• **Goal of the exercise**
Write the next part of the article advising accounting firm owners, starting right after its final sentence about the cash flow pinch a new hire creates.

** BEGIN Text segment **

I want to talk about something that comes up a lot during coaching calls with my clients.
Many clients hear me say: “Ah, I wish I had someone tell me these things when I was starting my firm.” I’ve easily said it 50 times.
I do it to emphasize the importance of the topic.
The topics are always mindsets and approaches you need to take now to have a big impact in the future.
But first, an analogy.
In aviation, there is this thing called the 1 in 60 rule. For every 60 miles a pilot travels one degree off course, the pilot will end up 1 mile from the desired destination. So if the pilot flies 600 miles off by 1 degree, they will finish their flight 10 miles from the intended destination.
In your firm, if you get entrenched in certain patterns and do not course correct, you will end up quite distant from your intended firm.
Below are the top things I wish someone had explained to me early on in my firm.
Marketing + Content
Good marketing takes time. Good marketing and content will qualify your clients and help you increase the percentage of high-value clients you service.
When it comes to clients, the saying sticks: ‘Easy Come, Easy Go.’
Finding clients is not the issue. Most firms can find clients, and by adjusting your core offering each time and throwing out a price that is ‘fair,’ you will pick up most clients.
However, clients that sign on quickly, without a proper qualification process, are usually low-margin clients and won’t hesitate to leave for whatever reason.
My advice is to create marketing assets and content to be more proactive about finding your ideal clients.
Marketing assets are pdf guides, templates, or information you create for a niche. These tools work 24/7 to introduce your firm to potential clients.
Generic compliance or general how-to guides are not marketing assets. If the google-ability of the pdf guide content is high, that guide is low value. You want to create valuable, tactical information that addresses a problem in the client’s business.
Note: THEIR PROBLEM IS NOT BOOKKEEPING.
Yes, yes, I know most businesses suck at bookkeeping, but for business owners, bookkeeping is not the direct problem that keeps them up at night.
Write about their ‘wake up in a cold sweat’ problem. Talk about that problem on your website, and then offer the solution in a guide as a download. Start building your email list now.
The same thing can be said about creating content. Steer away from obvious content.
General compliance content is obvious. Again, the google-ability of your content should not be high.
A step-by-step explanation of how a semi-complex corporate structure protects assets for a construction company and builds protected wealth is non-obvious content.
There is an added bonus when you include a real scenario that applies to other companies.
Attention is the oil of the information age. Distribution through connections is your competitive advantage. If you can capture attention and increase your firm’s connections, you will find qualified, valuable clients faster.
So if you’re not creating content, or do not have any marketing assets for download on your website, start those things now.
Pricing – Gross Margin
I talk a lot about increasing value so you can increase your prices.
- Prices are the number one lever for gross margin.
- Gross margin is your number one indicator for your firm’s scalability.
The gross margin of your past engagements fuels your current and future scalability.
The major part of the scalability equation is team members, and a poor gross margin is why hiring is so hard for most accounting firms.
Most firms wait until the last minute to hire a new team member due to tight profit margins. With everyone at capacity generating combined lower margins, a new hire creates a massive cash flow pinch until more revenue is generated.

** END Text segment **
** BEGIN Information shown **

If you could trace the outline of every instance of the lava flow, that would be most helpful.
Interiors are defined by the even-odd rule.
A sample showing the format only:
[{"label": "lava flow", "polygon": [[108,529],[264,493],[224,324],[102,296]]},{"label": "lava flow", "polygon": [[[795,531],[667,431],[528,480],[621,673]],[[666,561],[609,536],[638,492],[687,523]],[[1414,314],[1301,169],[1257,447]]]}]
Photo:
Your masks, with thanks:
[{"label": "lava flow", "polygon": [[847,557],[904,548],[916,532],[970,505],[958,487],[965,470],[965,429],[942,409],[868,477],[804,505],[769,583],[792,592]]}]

** END Information shown **

• **Expected answer**
Most firms are low on profit, so growth (and additional cash) is required before they can make a new hire. However, sustainable firms actually use the new hire for growth. This backwards perspective equates to a busy owner/ partnership, stressed team members and a bad client experience. It is a vicious cycle.
Start adjusting your pricing (and value delivered) so there is cash flow to hire and train BEFORE the new hire is urgently needed.
I know that many firm owners spend most of their time on billable work and do not build in proper margins into the prices as they do the work. From day one, prices should include a 30 % gross margin AND work you would typically do, is done by someone just as qualified.
The second major part of the scalability equation is tech. I speak to a lot of firm owners who are concerned about the price of upgrading their technology. I would be more concerned about the time wasted dealing with ok tech that saves a few bucks a month.
Increasing your profit margin makes the additional cost of better technology negligible and opens up so much more time for you.
You can’t grow if you won’t remove yourself from the majority of the work, while still being paid.
Invest In People
Good team members are a cheat code for an accounting firm.
My first hires were junior team members that I felt I shouldn’t pay much for. They were going to do mostly administrative, low value work. Why would I hire really good people?!
I quickly discovered that by skimping on wages (and skills), I stopped doing the administrative work and replaced it with managing the people doing the administrative work. There was some saved time, but the gains were minimal. I never maximized the time I could have saved.
Time and energy are your most important resources as a firm owner.
Sometimes we fall into the trap of thinking we can hire a less experienced person and train them. Training will consume a large portion of resources you don’t yet have if you are a small firm. The savings in cash will never outweigh the time lost.
My advice would be to pay more for a better first new hire and double down on finding better clients.
As your firm grows, training is crucial. You can either spend resources upfront training and supporting your team OR later managing and replacing your team.
If you don’t remember anything else from this week’s newsletter, remember this:
Don’t confuse waiting to hire once you grow with hiring people to help you grow.
The best way to continually invest in people is to ensure that you have a steady source of qualified leads generating the right profit margin.
Thanks for reading along with me today.
Build The Firm You Want!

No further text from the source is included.